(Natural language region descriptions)
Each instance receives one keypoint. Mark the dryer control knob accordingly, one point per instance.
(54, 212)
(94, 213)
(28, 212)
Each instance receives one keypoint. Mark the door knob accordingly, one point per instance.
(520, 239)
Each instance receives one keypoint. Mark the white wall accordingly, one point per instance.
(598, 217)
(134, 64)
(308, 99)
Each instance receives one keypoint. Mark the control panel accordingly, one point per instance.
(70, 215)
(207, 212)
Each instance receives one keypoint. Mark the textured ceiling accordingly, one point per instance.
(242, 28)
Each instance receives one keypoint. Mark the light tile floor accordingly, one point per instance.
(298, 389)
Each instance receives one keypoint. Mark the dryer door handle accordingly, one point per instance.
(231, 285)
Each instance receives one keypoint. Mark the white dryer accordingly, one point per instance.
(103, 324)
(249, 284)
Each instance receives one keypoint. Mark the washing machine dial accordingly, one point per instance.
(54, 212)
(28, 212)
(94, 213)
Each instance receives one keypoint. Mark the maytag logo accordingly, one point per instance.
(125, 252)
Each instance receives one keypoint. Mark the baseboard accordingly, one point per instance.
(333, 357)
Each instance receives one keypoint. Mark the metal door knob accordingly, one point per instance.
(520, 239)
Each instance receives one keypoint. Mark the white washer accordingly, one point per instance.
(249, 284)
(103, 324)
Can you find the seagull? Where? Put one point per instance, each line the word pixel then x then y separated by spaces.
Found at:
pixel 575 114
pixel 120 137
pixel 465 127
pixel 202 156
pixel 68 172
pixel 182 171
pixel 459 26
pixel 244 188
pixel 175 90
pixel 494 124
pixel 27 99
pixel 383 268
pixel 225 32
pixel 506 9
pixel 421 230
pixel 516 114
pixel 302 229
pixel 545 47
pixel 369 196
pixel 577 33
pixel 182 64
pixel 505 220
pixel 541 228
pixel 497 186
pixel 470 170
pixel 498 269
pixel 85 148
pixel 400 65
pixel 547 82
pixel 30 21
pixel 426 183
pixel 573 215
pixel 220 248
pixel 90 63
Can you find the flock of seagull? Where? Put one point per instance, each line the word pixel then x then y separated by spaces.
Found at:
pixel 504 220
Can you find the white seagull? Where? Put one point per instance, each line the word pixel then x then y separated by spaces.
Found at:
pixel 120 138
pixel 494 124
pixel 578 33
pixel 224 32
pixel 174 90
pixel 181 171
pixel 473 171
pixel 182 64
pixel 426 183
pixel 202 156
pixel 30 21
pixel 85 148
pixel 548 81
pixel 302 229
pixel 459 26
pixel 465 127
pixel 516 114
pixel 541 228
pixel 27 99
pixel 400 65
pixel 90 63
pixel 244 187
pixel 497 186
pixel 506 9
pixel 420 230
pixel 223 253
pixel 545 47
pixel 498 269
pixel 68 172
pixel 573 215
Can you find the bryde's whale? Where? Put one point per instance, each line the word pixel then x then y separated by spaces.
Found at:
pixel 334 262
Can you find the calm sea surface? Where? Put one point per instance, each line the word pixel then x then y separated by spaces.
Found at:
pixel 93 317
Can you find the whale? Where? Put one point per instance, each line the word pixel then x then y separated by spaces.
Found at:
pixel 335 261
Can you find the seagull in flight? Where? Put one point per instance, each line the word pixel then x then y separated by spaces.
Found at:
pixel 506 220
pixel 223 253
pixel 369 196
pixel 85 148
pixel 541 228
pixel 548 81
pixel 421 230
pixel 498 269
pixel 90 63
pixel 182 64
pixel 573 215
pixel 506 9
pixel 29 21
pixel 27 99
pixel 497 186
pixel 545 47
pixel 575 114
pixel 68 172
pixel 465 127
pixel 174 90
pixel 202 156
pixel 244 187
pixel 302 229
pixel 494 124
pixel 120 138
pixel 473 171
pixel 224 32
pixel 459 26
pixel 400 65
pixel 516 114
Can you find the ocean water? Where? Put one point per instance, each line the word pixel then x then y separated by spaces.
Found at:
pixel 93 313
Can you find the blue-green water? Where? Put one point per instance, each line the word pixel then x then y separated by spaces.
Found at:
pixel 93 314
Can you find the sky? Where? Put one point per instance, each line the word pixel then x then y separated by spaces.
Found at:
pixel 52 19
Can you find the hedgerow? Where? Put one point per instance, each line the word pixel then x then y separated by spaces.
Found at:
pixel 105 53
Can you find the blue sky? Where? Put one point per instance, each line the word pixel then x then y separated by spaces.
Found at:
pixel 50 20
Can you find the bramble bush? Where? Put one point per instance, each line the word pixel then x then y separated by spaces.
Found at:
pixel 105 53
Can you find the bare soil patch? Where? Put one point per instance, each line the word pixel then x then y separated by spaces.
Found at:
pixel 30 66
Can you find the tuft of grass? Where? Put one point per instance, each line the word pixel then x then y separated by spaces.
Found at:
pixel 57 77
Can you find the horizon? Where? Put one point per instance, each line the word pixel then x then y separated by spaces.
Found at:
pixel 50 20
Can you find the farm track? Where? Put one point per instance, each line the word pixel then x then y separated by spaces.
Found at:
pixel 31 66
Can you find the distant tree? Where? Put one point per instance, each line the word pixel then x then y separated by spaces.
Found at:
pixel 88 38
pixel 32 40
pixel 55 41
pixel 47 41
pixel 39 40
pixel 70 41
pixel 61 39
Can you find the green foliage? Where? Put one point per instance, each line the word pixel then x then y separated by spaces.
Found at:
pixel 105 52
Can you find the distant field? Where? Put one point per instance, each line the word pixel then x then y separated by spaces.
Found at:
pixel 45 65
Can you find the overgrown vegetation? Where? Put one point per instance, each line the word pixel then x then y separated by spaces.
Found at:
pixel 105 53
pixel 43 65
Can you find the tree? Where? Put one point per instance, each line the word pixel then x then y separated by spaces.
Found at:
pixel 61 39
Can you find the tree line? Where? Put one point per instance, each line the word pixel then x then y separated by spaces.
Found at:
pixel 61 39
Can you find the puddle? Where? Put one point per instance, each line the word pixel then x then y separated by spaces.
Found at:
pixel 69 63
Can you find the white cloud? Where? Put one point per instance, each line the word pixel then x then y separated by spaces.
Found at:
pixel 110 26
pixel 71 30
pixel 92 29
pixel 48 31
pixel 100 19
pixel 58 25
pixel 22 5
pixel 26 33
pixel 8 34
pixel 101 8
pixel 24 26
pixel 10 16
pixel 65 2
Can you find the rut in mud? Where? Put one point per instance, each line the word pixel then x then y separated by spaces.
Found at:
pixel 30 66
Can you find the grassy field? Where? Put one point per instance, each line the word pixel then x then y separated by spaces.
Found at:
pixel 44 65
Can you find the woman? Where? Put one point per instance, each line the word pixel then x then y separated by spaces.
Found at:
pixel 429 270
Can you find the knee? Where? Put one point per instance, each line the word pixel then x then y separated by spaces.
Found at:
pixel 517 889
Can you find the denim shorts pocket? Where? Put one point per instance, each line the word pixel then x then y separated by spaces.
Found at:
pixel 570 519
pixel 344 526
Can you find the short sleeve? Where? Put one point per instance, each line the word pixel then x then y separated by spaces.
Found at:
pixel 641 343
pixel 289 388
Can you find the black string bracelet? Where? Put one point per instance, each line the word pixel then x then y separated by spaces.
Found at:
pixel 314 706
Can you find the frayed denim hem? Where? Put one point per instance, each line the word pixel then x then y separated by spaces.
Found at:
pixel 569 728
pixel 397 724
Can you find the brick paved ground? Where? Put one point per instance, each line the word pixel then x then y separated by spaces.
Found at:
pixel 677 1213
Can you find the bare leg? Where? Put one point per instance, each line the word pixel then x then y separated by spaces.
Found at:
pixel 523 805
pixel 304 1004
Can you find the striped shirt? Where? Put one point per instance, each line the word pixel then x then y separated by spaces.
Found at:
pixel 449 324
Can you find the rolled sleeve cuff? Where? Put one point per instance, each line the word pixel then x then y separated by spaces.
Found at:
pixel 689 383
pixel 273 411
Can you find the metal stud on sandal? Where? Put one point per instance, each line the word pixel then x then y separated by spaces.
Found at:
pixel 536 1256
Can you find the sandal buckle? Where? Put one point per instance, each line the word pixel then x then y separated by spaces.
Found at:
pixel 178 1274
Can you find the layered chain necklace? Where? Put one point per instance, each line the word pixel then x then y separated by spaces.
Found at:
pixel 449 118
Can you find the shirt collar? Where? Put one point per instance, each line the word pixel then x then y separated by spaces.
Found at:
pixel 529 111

▶ _How to complete this task_: All lines in the entries above that include "tree" should be found and copied.

▶ _Task output_:
Can you find the distant tree? Where? Put one point per instance, each line the word pixel then x then y separated by spaces.
Can you find the tree? Where? Put one point per instance, each line the word pixel then x then y separated by spaces.
Can you find the tree line? Where? Put one point per instance, each line the word pixel then x then y separated by spaces.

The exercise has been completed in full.